But what about the laws that do not make sense? There are laws that allow indiscriminate spraying of toxic pesticides and herbicides on our land while other regulations prohibit us from recycling our greywater. There are laws that allow the poisoning of lakes and rivers, laws that allow the farming of genetically modified plants right next to natural ones, laws that allow raw sewage to be dumped into the ocean, and there are laws that allow large scale clearcut logging.

Such laws do not make sense and are damaging to our community, society, nation and planet. If people did not change and make new laws then there would never be new laws. Slavery would still be allowed, women would not have a vote, and anybody who did not practice a certain religion could be executed. If laws exist to put the greater good ahead of individuals then we must change those laws that simply do not.

We are told that clearcutting, though unpleasant, is good economics and therefore good for us. From a conventional economic perspective, it is beneficial to cut an entire forest in a short span of time and then move onto the next forest to do the same. These economics are deliberately based on faulty logic which gives a functioning natural ecosystem no economic value. In other words: as long as the trees are standing a forest is economically worthless.

However, a forest provides many products and services including: habitat for many animals, creeks for salmon, carbon absorption from the air, oxygen creation, fresh water filtering, recreation, teaching of stewardship, and even nurturing of the spirit. These apparently have no economic value. But they are not worthless, they are priceless. Clearcut logging removes the entire forest so that we are left with none of these things. Not even the wood. We know this is not for the greater good.
-*-*-
Task requirements:
[1] In the essay on laws and clearcut logging, what practice do regulations prohibit?
[2] Continue the essay on laws and clearcut logging from its final sentence.
-*-*-
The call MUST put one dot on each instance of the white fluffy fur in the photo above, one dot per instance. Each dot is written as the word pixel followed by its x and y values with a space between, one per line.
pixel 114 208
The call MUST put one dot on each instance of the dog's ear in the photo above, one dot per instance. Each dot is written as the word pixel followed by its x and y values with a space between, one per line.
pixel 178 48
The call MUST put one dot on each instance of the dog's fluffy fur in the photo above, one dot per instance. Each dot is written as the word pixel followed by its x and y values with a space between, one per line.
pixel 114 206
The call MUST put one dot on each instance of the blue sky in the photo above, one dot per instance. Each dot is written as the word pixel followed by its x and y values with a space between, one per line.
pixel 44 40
-*-*-
Answers for the exercise:
[1] Recycling our greywater.

[2]
So what do we do? Do we let multinational corporations supported by stupid laws and unbalanced economics control the resources of our island? Do we turn a blind eye to the future of our community, our planet and our children? Do we sit back and make excuses about private property and the law? Or do we change things?

Carrington is owned by a multinational corporation which intends to clearcut. The laws that protect them are harmful to society and are unreasonable. There is no long term economic gain from clearcutting. We need our forests and have a responsibility to future generations. We cannot allow clearcutting to continue, to do so would be irresponsible.

The world is changing, perhaps faster than ever before. We can see it all around us. We cannot stop, or even slow that change, but we can—with action—have an influence on the course of that change. By sitting at home wondering where we should stand we will only be swept away wondering why we chose to do nothing while we still had a chance.

Yours,
In Community,
Acorn.

How do we change the law?
Comment by Gypsy Mama on 27th September 2008
Acorn, you have pointed out some valuable information, now what can we do?
Who, where and how are these laws created?
Knowing this we can propose and bring about new laws that would be uplifting and sustainable for Cortes.
We could propose a law to abolish clear cutting, and set some kind of standards to define sustainable forestry practices.
Along the same lines, I would like to propose a law enabling the availability and use of 100% electric vehicles on our island, with the goal of reducing and eventually eliminating petroleum powered vehicles. We are the change. Still off the grid and seeking an electric transportation option.